*Requirements*:
**A.** Reproduce the House of Fame page from "House of Fame, also" up to and including "singer Yannis Ploutarchos.".
**B.** Answer these from the House of Fame page:
(i) Who hosted the live concerts on Fridays?
(ii) Where was the Academy located?
(iii) How many cameras are installed in the house?

*Page*:
>> Start

House of Fame, also known as House of Fame – La Academia, is a Greek talent and reality show based on the Mexican concept La Academia. It began airing on February 15, 2021 on Skai TV. Singer Eleni Foureira hosted the live concerts on Fridays. The four judges were the founder of the record company Panik Records Giorgos Arsenakos, singer Katy Garbi, songwriter Phoebus and singer Yannis Ploutarchos.

Production
In 2020, Skai TV announced a new talent show and reality show, a same format like the show Fame Story, that used to air from 2002 until 2006 on ANT1. The show was confirmed for its first season to begin in 2020–2021 television season, with a trailer along with the renewals of The Voice of Greece, Big Brother and Survivor.

Scheduling
After speculation in November 2020, the show was expected to start in early 2021. The show's air date was officially confirmed on February 3, 2021 with a trailer. Every Friday opposite of the live concerts of House of Fame, will broadcast the seventh season of MasterChef Greece on Star Channel and I Farma returning after 16 years in the Greek Television ANT1. House of Fame will broadcast also in Cyprus on Sigma TV.

Broadcasting
The show began airing with the daily episodes, on February 15, 2021 and the first live concert will begin on February 26, 2021.

The daily episodes, where are seen what the contestants are doing in the academy, will broadcast from Monday to Friday at 06:00pm until 07:40pm. The first daily episode, on February 15, 2021, was broadcast at 05:15pm until 07:50pm.

The live concerts, where the contestants are singing the song that have learned the week and also one of them will leave the show, will broadcast live every Friday at 09:00pm until at 01:00am.

Filming
The Academy was located in Koropi, Attica. The house is the same house was used in the sixth season of Big Brother, but differently shaped. It's a state-of-the-art space of 700 m2 with a 12-meter pool. In the house, there are 56 cameras and 50 microphones installed. The students entered the academy on February 13, 2021 and the next day began the lessons.

>> End

*Information shown*:
>> Start

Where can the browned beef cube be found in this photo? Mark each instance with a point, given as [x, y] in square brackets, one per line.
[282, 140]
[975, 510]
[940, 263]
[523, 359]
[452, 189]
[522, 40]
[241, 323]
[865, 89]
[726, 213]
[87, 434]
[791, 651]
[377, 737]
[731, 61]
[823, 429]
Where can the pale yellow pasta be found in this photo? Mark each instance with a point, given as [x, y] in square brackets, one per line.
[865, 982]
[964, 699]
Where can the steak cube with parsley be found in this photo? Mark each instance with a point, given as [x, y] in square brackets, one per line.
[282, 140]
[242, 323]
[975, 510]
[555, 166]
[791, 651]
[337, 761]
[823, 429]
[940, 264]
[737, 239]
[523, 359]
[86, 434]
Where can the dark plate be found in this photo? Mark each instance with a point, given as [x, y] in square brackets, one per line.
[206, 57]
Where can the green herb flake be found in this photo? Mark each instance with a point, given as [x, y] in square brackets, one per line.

>> End
>> Start

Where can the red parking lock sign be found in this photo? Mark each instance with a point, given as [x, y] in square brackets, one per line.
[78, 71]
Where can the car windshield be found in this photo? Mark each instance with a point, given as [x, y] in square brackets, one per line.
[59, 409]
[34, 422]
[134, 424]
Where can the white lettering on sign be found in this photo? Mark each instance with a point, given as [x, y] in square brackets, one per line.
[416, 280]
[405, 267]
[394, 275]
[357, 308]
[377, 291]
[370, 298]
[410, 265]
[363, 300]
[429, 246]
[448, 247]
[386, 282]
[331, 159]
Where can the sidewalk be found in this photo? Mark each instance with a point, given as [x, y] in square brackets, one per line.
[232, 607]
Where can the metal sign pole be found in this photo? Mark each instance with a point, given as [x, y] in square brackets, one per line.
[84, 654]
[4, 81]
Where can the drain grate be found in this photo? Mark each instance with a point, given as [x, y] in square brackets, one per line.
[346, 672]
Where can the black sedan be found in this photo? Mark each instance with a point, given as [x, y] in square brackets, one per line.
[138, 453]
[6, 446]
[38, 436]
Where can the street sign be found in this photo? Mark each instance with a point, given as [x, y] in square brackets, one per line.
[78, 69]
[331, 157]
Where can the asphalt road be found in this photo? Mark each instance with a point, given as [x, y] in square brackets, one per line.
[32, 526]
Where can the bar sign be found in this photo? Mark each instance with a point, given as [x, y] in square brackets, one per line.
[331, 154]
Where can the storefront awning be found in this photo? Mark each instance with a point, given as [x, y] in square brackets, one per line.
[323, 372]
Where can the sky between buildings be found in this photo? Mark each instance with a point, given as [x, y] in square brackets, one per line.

>> End

*Answers to each task*:
**A.**
House of Fame, also known as House of Fame – La Academia, is a Greek talent and reality show based on the Mexican concept La Academia. It began airing on February 15, 2021 on Skai TV. Singer Eleni Foureira hosted the live concerts on Fridays. The four judges were the founder of the record company Panik Records Giorgos Arsenakos, singer Katy Garbi, songwriter Phoebus and singer Yannis Ploutarchos.

**B.**
(i) Eleni Foureira
(ii) Koropi, Attica
(iii) 56